> [Data records]:
-- -- --
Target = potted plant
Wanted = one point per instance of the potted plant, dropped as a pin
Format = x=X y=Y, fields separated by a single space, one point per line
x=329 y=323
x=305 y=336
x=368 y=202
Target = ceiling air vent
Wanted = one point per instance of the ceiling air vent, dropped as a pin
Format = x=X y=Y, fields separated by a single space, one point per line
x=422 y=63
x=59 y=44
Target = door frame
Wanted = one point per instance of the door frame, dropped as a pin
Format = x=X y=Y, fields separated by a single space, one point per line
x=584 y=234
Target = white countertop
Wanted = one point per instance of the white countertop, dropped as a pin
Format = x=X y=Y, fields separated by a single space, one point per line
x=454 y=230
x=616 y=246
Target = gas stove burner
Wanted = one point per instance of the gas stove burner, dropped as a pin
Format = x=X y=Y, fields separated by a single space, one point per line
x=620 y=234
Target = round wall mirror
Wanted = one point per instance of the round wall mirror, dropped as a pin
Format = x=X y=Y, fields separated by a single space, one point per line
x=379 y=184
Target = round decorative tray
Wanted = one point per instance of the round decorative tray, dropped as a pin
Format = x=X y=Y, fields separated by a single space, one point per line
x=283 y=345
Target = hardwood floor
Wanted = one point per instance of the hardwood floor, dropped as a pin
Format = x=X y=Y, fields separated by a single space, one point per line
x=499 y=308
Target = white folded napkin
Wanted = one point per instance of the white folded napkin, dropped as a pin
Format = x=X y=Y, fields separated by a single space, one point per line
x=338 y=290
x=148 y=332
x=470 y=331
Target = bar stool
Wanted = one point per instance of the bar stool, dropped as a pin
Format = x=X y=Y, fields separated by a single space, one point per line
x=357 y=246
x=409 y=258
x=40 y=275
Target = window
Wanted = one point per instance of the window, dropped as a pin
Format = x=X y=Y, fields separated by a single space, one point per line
-- -- --
> [Your goal]: Please filter the data down to the lines containing the word "wall".

> [Worked solution]:
Target = round wall mirror
Wanted = one point per instance of the round wall mirror, dropped as a pin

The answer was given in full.